■ PAGE EXCERPT
>>>>>
1. It presented a vivid vision of the teacher whose counsels had been
neglected. The imagination of a conscience-stricken sinner will bring old
reechoes from their graves, give them voice, and make them speak again.
2. It proclaimed the sin and pronounced the doom. (1 Samuel 28:18-19.) Imagination
now gives a voice of thunder to all this whispering of conscience. Imagination
is a terrible faculty, when swayed by a guilty conscience. What visions it can
unfold! It can create a subjective world, whose firmament is “black as
sackcloth,” whose tenants are fiends, whose stormy atmosphere is rent by
lightnings and loaded with shrieks of anguish.
III. That humanity,
under a consciousness of God’s desertion, must sink into unmitigated despair.
Here is despair prostrating the man. The guilty mind, in despair, loses three
elements of power.
1. Hope. What an inspiring element is this! How it sustains under
trial! How it stimulates in enterprise!
2. Purpose. Mind is only powerful and happy as it has some purpose to
engage its attention and energies: but in despair there is no purpose; the mind
looks abroad on the dark universe and finds nothing to do.
3. Sympathy. A God-deserted mind has no sympathy: all hearts recoil
from a sin-convicted soul, and it turns in upon itself. (Homilist.)
Abandoned of God
It is the saddest, the most despairing confession that ever fell
from human lips. We can sympathise with the bitterness of the more ordinary
losses and bereavements of men. But we cannot rise to the full agony of Saul’s
confession, nor sympathise with the sadness and hopelessness of spirit that
wail through it, like the winds through the vaults of the dead.
<<<<<
■ RAW DATA
>>>>>
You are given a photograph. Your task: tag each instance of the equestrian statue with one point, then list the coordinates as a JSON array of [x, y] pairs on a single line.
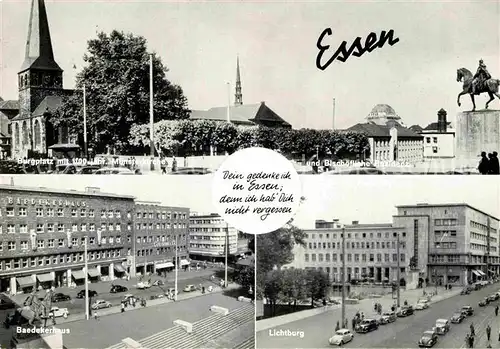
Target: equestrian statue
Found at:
<<<<<
■ PARTS OF THE EXERCISE
1 - In the sermon passage on Saul's despair, which three elements of power does the guilty mind lose?
2 - Write a continuation of the sermon passage on Saul's despair, starting after its final sentence.

■ SET OF ANSWERS
1 - Hope, purpose, and sympathy.

2 -
I. We consider the
departure of God. There are two sets of moral forces in the world contending
with each other for the possession of the spirit of man, called in Scripture
the one, the powers of the world to come; the other, the powers of this present
evil world. The former is a holy beneficent order of influences which have
their source in the nature and life of God; the latter is a destructive,
despoiling, degrading order. Now, just as the laws and forces of the material
world build up the external economy of things, so do these two sets of
influences mould and form human character. They are obviously diametrically
opposed to each other in their aim and tendency; they try to bear and pull the
spirit of life in each man in opposite directions. What therefore had happened
in the experience of Saul was this: that the set of virtues or holy energies
that have their origin in God and that pull men Godward, had ceased to strive
for the possession of his spirit; and had left him to the undisputed
sovereignty of the powers of this present evil world. And look at what happened
in the nature of Saul when God had departed from him in this sense--the only
sense in which God ever departs from a man. His once fine and brave and manly
nature--manly and brave and fine as long as God stayed to make and keep it
so--grew suspicious and bitter and restless, and filled with slavish fear. It
is a law which holds for all time, which is as fixed and unalterable as the
laws of the physical universe; it is an eternal law that separation from God
involves moral disorder, and the tyranny of all the destroying influences that
prey upon human hearts. Saul’s experience unfolds to us what would happen did
God depart from the social life of today, be it village life, or commercial
life, or court life; did He depart from any of the spheres of life where men
meet and associate and deal with men. Society is impossible without the felt
presence of God, warring against sin and keeping it down in the hearts of men.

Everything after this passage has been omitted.